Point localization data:
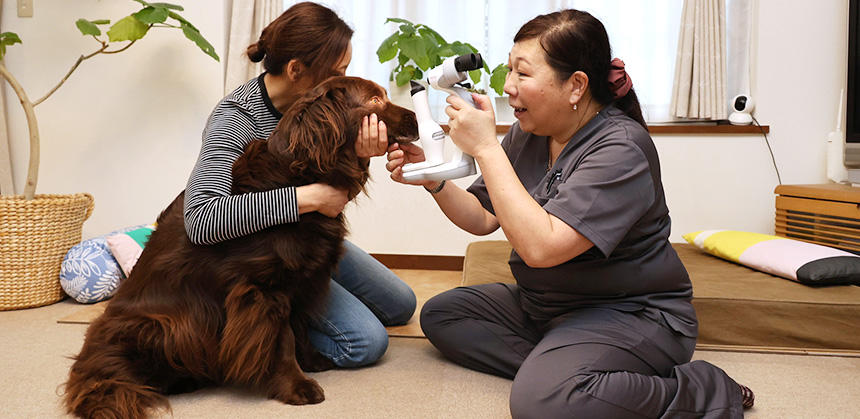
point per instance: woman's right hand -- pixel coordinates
(322, 198)
(401, 154)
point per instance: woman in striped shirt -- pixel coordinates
(305, 45)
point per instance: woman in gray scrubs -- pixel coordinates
(600, 322)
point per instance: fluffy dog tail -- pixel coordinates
(102, 387)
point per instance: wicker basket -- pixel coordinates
(35, 235)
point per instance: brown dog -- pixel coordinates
(236, 312)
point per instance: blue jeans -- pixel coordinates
(365, 297)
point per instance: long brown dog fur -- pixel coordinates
(236, 312)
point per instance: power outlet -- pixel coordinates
(25, 8)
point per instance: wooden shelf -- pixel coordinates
(827, 214)
(697, 129)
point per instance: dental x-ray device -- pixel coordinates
(443, 77)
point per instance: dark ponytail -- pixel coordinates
(308, 32)
(573, 41)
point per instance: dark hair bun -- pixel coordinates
(256, 52)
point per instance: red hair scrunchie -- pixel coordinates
(619, 81)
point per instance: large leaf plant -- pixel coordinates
(112, 39)
(419, 48)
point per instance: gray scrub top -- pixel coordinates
(606, 185)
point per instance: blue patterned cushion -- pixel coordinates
(89, 272)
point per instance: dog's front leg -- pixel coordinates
(258, 346)
(289, 384)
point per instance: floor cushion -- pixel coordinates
(736, 305)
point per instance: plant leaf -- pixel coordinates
(414, 48)
(397, 20)
(407, 30)
(7, 38)
(387, 50)
(88, 28)
(182, 20)
(127, 29)
(426, 31)
(404, 75)
(193, 34)
(168, 6)
(151, 15)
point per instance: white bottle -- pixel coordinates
(836, 170)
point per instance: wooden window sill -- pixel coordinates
(688, 128)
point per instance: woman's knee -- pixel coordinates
(440, 310)
(365, 349)
(534, 393)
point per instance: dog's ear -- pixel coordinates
(315, 128)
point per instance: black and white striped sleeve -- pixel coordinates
(212, 214)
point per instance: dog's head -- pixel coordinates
(317, 134)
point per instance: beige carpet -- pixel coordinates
(411, 380)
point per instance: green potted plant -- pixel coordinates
(38, 230)
(418, 48)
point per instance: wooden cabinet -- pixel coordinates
(826, 214)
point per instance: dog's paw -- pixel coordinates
(315, 362)
(301, 392)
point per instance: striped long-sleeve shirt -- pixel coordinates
(212, 214)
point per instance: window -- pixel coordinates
(642, 33)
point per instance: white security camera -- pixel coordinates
(742, 106)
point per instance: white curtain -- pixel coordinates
(739, 22)
(6, 185)
(699, 91)
(247, 20)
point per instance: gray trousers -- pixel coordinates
(591, 363)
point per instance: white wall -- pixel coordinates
(134, 157)
(125, 127)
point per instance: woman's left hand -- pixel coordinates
(472, 129)
(372, 137)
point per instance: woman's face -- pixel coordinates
(536, 94)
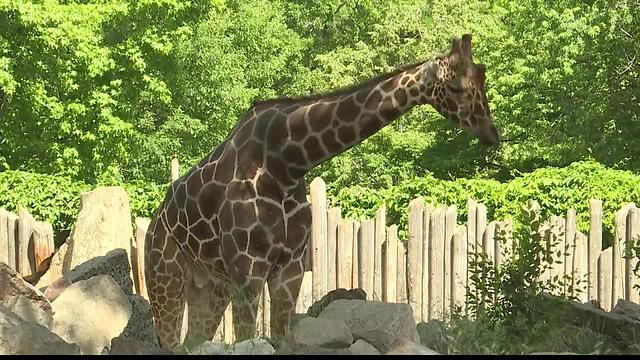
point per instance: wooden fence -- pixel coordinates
(26, 245)
(430, 271)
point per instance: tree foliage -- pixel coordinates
(110, 90)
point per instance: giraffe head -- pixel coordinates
(455, 86)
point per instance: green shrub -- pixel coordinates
(555, 189)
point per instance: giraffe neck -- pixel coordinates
(324, 128)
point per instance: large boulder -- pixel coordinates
(125, 346)
(329, 333)
(333, 295)
(251, 347)
(103, 224)
(378, 323)
(628, 309)
(618, 324)
(90, 313)
(408, 347)
(22, 298)
(140, 326)
(20, 337)
(361, 347)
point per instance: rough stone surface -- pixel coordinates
(19, 337)
(251, 347)
(378, 323)
(140, 326)
(337, 294)
(628, 309)
(361, 347)
(290, 348)
(29, 311)
(115, 264)
(125, 346)
(432, 334)
(620, 327)
(56, 288)
(103, 224)
(22, 298)
(408, 347)
(330, 333)
(90, 313)
(209, 348)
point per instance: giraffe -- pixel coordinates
(240, 218)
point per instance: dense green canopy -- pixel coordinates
(111, 89)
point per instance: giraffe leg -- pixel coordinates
(165, 275)
(286, 278)
(284, 287)
(206, 308)
(244, 304)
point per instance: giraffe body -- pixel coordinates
(240, 217)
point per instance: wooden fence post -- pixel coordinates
(459, 268)
(402, 295)
(426, 260)
(355, 255)
(634, 225)
(594, 246)
(619, 262)
(319, 237)
(390, 264)
(25, 228)
(380, 234)
(436, 269)
(142, 225)
(414, 256)
(366, 255)
(175, 169)
(604, 273)
(5, 255)
(451, 215)
(12, 239)
(333, 219)
(472, 206)
(345, 249)
(580, 276)
(570, 250)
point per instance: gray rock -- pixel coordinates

● **Your task**
Restate the entries above word for word, keeping pictures out of the copy.

● **Written reply**
point per instance: woman's right hand -- pixel coordinates
(322, 198)
(401, 154)
point per instance: woman in striped shirt -- pixel coordinates
(305, 45)
point per instance: woman in gray scrubs -- pixel coordinates
(600, 322)
point per instance: fluffy dog tail -- pixel coordinates
(102, 387)
point per instance: wicker basket -- pixel coordinates
(35, 235)
point per instance: brown dog -- pixel coordinates
(236, 312)
point per instance: blue jeans -- pixel coordinates
(365, 297)
point per instance: long brown dog fur -- pixel coordinates
(236, 312)
point per instance: power outlet -- pixel coordinates
(25, 8)
point per instance: wooden shelf -- pixel coordinates
(827, 214)
(697, 129)
point per instance: dental x-ray device -- pixel coordinates
(443, 77)
point per instance: dark ponytail -- pixel coordinates
(308, 32)
(573, 41)
point per instance: dark hair bun -- pixel coordinates
(256, 52)
point per instance: red hair scrunchie -- pixel coordinates
(619, 81)
point per instance: large leaf plant -- pixel coordinates
(112, 39)
(419, 48)
point per instance: gray scrub top -- pixel coordinates
(606, 185)
point per instance: blue patterned cushion -- pixel coordinates
(89, 272)
point per instance: dog's front leg -- pixel coordinates
(258, 346)
(289, 384)
point per instance: floor cushion -- pixel coordinates
(736, 305)
point per instance: plant leaf -- pixel coordinates
(414, 48)
(397, 20)
(407, 30)
(7, 38)
(387, 50)
(88, 28)
(182, 20)
(127, 29)
(426, 31)
(404, 75)
(193, 34)
(168, 6)
(151, 15)
point per instance: white bottle -- pixel coordinates
(836, 170)
point per instance: wooden window sill -- pixel coordinates
(688, 128)
point per instance: woman's knee -- pixel coordinates
(440, 310)
(365, 349)
(534, 393)
point per instance: dog's ear -- pixel coordinates
(315, 128)
point per instance: black and white striped sleeve -- pixel coordinates
(212, 214)
point per instance: dog's head -- pixel coordinates
(317, 134)
point per instance: beige carpet -- pixel coordinates
(411, 380)
point per instance: green potted plant -- pixel coordinates
(38, 230)
(418, 48)
point per instance: wooden cabinet -- pixel coordinates
(826, 214)
point per instance: dog's paw -- pixel coordinates
(315, 362)
(301, 392)
point per instance: striped long-sleeve shirt -- pixel coordinates
(212, 214)
point per instance: window -- pixel coordinates
(642, 33)
point per instance: white security camera -- pixel coordinates
(742, 106)
point per instance: white curtain -- pixel coordinates
(739, 22)
(6, 185)
(699, 91)
(247, 20)
point per instance: gray trousers -- pixel coordinates
(591, 363)
point per instance: white wall -- pixel coordinates
(134, 157)
(125, 127)
point per instance: woman's left hand -- pixel coordinates
(472, 129)
(372, 137)
point per instance: woman's face -- pixel coordinates
(536, 94)
point per instance: wooden fence -- pixel coordinates
(26, 245)
(430, 271)
point per instance: tree foliage -- pixel coordinates
(110, 90)
point per instance: giraffe head -- pixel coordinates
(455, 86)
point per instance: green shrub -- pixel coordinates
(555, 189)
point per instance: giraffe neck -- pixel coordinates
(324, 128)
point per instance: large boulder -- pixel coordinates
(125, 346)
(329, 333)
(333, 295)
(251, 347)
(103, 224)
(378, 323)
(628, 309)
(618, 324)
(90, 313)
(408, 347)
(22, 298)
(140, 326)
(20, 337)
(361, 347)
point per instance: rough stone surface -- pixel coordinates
(19, 337)
(251, 347)
(378, 323)
(140, 326)
(337, 294)
(628, 309)
(361, 347)
(290, 348)
(29, 311)
(115, 264)
(125, 346)
(432, 334)
(620, 327)
(56, 288)
(103, 224)
(22, 298)
(408, 347)
(330, 333)
(90, 313)
(209, 348)
point per instance: giraffe -- pixel coordinates
(240, 218)
point per instance: dense green canopy -- pixel coordinates
(111, 89)
point per instance: giraffe leg -- pixel coordinates
(165, 275)
(286, 278)
(284, 287)
(206, 308)
(244, 304)
point per instance: giraffe body -- pixel coordinates
(240, 217)
point per instance: wooden fence post -- pixel coordinates
(459, 268)
(402, 295)
(426, 260)
(355, 255)
(634, 225)
(594, 246)
(619, 262)
(319, 237)
(390, 264)
(25, 228)
(380, 234)
(436, 269)
(142, 225)
(414, 256)
(366, 255)
(175, 169)
(604, 273)
(5, 255)
(451, 215)
(12, 239)
(333, 219)
(472, 206)
(345, 249)
(580, 276)
(570, 250)
point per instance: gray rock -- pixel coordinates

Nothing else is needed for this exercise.